Excerpt to read:
┌──
Step 5 – Apply the Mirror Boundary Condition
This is the key step.
Select Ground Effect → Mirror Image
Choose Mirror at Minimum Y
Click Apply
Go to the Dimensions tab
Set Minimum Y = 0
This aligns the lower boundary with the symmetry plane. Stallion 3D reflects the solution across that plane internally.
Step 6 – Verify the Mirror Setup
Return to the geometry view. You should observe:
The physical half-geometry
A mirrored computational image
A symmetry plane replacing the removed half
Step 7 – Generate Grid and Solve
Go to CFD Solver
Select Generate Grid and Solve Flow
After the solver converges (for example, ~4,000 iterations in this demo), the pressure field will be available for post-processing.
The solution shows pressure distribution on the physical half, with the symmetry plane replacing the opposite side,
providing a full aerodynamic solution at roughly half the computational expense.
Step 8 – Extract Pressure Coefficient (Cp) Slices
Use surface graphs and spanwise Cp slices to compare stations across the wing. Example span stations:
y = 3 m
y = 4 m
y = 5 m
These results are commonly used for load integration, structural sizing input, performance analysis,
and validation against reference data.
└──
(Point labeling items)
┌──
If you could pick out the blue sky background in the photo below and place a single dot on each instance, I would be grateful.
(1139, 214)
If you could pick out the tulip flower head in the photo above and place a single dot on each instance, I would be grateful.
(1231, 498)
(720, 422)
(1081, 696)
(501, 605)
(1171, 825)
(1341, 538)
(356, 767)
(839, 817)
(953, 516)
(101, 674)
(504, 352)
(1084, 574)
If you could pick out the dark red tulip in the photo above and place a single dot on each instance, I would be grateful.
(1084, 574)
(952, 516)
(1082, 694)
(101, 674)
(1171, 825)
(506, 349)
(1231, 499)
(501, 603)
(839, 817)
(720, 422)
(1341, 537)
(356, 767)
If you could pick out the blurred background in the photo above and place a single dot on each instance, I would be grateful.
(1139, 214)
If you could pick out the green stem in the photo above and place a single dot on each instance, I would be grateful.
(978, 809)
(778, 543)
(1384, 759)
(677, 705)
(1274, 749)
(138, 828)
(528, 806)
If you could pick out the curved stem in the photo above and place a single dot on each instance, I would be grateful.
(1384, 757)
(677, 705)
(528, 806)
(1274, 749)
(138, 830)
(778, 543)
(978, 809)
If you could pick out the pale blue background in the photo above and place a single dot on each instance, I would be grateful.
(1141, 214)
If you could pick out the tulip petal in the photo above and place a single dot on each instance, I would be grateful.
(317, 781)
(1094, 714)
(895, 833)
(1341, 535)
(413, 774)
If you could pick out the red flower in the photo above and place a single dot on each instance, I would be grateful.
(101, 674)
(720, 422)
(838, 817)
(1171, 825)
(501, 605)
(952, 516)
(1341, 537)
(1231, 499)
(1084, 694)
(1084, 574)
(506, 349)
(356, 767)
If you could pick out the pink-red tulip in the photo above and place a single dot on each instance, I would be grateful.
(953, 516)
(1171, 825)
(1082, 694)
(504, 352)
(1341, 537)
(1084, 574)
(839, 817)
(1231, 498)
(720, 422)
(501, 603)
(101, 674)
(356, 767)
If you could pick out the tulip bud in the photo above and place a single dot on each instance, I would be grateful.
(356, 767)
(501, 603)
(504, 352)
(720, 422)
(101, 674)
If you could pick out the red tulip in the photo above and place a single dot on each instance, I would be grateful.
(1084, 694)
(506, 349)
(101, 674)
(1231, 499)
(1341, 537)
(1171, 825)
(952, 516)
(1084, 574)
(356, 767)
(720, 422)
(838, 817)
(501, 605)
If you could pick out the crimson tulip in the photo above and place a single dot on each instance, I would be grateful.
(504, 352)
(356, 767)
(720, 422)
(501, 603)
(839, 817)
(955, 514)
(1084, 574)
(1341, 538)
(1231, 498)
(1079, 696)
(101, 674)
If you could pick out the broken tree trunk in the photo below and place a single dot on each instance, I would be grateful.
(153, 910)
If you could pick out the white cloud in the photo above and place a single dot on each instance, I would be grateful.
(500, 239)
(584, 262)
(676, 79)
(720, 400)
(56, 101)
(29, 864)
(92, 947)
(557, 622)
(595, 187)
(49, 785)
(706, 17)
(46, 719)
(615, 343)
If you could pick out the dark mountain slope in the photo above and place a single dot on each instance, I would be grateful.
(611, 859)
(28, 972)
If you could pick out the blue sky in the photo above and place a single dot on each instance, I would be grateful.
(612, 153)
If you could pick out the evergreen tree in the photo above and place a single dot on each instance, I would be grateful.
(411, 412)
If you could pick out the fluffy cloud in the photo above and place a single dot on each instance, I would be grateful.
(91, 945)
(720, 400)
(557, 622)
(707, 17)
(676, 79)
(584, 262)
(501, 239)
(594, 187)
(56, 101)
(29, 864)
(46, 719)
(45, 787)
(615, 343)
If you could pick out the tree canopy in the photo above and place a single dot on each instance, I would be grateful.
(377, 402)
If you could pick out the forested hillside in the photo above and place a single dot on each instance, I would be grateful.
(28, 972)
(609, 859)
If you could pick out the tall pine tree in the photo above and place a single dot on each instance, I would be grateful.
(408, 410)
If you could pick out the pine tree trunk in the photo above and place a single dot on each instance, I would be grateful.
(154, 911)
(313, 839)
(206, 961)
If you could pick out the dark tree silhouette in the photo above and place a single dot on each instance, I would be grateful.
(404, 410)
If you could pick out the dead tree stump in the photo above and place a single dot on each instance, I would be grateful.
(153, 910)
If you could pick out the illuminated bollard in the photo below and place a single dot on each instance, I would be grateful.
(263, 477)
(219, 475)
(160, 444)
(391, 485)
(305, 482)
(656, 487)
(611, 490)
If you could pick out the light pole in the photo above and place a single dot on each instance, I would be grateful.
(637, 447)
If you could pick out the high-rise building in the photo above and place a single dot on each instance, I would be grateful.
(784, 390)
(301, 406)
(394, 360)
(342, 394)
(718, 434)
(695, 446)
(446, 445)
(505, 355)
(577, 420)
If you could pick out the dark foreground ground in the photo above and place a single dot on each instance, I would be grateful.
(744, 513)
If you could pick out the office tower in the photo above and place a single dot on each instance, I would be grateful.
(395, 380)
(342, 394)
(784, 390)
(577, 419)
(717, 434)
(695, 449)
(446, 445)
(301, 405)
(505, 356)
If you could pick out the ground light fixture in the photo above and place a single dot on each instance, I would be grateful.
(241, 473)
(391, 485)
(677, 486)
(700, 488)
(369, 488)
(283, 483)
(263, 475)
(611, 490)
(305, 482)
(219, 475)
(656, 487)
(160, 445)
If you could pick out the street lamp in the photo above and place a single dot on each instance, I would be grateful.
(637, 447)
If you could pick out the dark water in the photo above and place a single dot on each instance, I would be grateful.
└──
Aim 1: List every use that the CFD walkthrough gives for the Cp slice results.
Aim 2:
State whether each statement agrees with the CFD walkthrough. Answer yes or no, and quote the words that decide it.
(a) In the demo, the solver converged after roughly 4,000 iterations.
(b) In the Dimensions tab, Minimum Y is set to 1.
(c) The mirror option chosen is Mirror at Maximum Y.
The point labeling items have nothing to do with the CFD walkthrough.

Correct response 1:
- Load integration
- Structural sizing input
- Performance analysis
- Validation against reference data

Correct response 2:
(a) Yes: "~4,000 iterations in this demo"
(b) No: "Set Minimum Y = 0"
(c) No: "Choose Mirror at Minimum Y"